■ **Task goal**:
In the items below, copy every line from the line with "For each instance of the woman's silhouette, drop" up to and including the line with "[[136, 136]]", and shift each coordinate in the answers up by 128. Leave every other line unchanged, including the format samples.

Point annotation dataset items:

────────────────────

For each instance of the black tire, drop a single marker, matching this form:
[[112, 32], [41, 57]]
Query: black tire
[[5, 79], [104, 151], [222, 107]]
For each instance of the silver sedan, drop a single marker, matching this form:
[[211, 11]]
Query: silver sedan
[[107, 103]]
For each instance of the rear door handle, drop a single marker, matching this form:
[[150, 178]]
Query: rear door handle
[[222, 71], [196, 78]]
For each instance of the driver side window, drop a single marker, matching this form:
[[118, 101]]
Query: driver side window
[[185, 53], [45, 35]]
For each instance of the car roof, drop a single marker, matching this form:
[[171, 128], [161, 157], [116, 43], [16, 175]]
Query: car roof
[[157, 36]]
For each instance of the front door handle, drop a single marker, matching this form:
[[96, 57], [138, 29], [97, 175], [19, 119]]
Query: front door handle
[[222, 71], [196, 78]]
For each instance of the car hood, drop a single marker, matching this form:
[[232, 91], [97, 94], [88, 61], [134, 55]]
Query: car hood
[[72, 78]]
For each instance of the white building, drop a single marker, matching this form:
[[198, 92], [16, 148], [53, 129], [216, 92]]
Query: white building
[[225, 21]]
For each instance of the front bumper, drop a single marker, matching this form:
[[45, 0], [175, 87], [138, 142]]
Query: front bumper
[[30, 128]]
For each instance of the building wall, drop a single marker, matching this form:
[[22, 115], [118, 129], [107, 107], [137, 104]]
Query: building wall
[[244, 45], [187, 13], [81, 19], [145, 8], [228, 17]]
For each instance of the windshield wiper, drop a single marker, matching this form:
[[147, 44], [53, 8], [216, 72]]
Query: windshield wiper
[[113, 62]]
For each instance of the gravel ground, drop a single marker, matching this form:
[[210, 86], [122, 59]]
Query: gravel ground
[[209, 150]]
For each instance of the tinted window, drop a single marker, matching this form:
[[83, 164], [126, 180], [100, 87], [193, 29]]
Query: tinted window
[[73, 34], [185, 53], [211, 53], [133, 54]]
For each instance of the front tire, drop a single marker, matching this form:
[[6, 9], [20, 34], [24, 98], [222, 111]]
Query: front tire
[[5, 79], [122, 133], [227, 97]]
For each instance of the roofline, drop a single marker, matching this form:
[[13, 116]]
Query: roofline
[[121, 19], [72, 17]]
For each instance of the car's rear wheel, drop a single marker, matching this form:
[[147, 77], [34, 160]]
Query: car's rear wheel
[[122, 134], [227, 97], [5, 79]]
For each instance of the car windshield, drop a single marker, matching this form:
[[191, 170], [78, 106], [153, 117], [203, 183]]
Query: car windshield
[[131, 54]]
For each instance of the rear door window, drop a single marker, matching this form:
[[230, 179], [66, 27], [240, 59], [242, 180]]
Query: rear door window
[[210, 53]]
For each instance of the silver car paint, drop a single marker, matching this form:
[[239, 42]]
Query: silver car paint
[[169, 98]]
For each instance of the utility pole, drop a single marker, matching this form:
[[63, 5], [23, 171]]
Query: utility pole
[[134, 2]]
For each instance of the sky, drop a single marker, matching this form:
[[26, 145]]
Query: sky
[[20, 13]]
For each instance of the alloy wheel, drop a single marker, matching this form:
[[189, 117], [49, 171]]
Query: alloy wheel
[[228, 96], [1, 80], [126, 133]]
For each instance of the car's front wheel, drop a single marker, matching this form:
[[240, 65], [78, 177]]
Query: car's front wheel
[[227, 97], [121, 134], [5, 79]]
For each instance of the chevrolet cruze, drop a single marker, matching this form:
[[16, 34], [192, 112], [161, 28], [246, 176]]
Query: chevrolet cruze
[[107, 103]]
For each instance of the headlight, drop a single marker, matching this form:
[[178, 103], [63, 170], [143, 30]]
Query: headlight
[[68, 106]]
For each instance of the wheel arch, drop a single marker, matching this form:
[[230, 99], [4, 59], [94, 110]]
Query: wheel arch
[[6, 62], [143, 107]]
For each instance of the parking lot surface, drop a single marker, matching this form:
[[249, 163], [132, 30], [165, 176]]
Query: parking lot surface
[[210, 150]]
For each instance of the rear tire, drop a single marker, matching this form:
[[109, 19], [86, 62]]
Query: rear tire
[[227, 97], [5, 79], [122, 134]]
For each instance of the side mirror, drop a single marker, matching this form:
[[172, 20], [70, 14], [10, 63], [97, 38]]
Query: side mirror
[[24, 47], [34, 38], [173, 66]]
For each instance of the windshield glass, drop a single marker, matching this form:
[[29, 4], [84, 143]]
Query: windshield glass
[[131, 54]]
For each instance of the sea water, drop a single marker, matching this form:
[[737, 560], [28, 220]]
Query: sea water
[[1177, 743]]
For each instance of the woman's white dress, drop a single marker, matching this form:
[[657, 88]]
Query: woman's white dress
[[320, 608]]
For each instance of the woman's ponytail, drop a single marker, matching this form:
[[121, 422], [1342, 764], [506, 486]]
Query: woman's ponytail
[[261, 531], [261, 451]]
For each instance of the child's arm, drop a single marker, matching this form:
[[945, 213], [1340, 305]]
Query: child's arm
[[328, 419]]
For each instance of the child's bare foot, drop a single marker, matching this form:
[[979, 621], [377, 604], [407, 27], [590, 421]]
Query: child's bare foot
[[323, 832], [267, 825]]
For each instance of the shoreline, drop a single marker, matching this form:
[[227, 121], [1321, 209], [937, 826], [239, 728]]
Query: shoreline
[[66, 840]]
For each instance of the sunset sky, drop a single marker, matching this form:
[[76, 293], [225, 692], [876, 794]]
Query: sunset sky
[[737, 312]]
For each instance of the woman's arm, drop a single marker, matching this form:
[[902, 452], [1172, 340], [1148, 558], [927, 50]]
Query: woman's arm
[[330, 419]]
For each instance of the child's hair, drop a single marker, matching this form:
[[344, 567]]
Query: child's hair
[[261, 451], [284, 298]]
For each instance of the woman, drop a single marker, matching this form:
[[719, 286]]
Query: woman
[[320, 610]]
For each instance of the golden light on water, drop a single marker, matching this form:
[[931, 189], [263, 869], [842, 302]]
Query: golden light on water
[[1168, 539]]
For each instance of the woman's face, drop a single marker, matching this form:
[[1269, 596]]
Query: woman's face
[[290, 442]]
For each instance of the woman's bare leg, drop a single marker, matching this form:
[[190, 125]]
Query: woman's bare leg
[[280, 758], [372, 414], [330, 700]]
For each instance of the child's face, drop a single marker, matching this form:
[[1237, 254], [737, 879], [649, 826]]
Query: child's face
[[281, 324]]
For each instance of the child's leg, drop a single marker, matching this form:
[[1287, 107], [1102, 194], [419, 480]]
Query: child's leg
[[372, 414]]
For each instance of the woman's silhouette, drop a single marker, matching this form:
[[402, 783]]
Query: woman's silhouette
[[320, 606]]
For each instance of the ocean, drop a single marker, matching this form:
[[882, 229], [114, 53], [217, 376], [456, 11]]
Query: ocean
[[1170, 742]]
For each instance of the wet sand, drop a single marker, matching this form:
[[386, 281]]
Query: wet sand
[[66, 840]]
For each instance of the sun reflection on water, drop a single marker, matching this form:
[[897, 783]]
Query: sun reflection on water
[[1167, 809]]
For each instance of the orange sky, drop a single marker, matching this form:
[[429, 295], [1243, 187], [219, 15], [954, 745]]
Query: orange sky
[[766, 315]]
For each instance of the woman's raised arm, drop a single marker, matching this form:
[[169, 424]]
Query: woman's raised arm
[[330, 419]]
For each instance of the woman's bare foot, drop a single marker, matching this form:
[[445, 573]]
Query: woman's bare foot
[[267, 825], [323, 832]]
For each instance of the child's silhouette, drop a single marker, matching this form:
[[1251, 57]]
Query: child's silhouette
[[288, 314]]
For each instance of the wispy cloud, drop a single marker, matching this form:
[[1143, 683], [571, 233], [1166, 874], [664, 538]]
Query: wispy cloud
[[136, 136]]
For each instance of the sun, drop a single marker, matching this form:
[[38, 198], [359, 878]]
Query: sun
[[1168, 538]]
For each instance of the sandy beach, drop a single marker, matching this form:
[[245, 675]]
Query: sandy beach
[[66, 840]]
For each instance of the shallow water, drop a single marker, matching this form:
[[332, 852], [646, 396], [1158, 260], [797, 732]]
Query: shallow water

────────────────────

■ **Exercise response**:
For each instance of the woman's silhouette, drop a single marker, matching this form:
[[402, 783]]
Query: woman's silhouette
[[448, 734]]
For each instance of the ocean, drop a single marker, matching this form:
[[882, 229], [114, 53], [217, 376], [456, 11]]
Query: ocean
[[1298, 870]]
For each instance of the wet sand, drop a single marker, matching this form:
[[386, 281]]
Query: wet sand
[[194, 968]]
For each instance of the sun reflection on water, drop a single marker, matching this form:
[[897, 783]]
Query: sun reflection on water
[[1295, 937]]
For each instance of the orange sky, drop a single marker, matching this form:
[[429, 295], [1243, 187], [219, 15], [954, 745]]
Query: orange sky
[[894, 443]]
For each instance of the woman's raised arm, drop a single marker, matching this form:
[[169, 424]]
Query: woman's raised arm
[[458, 547]]
For each instance of the woman's bare foot, drop a single marker, matching this form:
[[445, 573]]
Query: woman's bare foot
[[395, 953], [451, 960]]
For each instance of the child's silhouette, drop a single marker, matching this form:
[[1251, 57]]
Query: child's silhouette
[[416, 442]]
For each instance of the wispy cloud, drop a single marker, matching this form:
[[1143, 683], [571, 233], [1166, 874], [664, 538]]
Query: wispy cloud
[[264, 264]]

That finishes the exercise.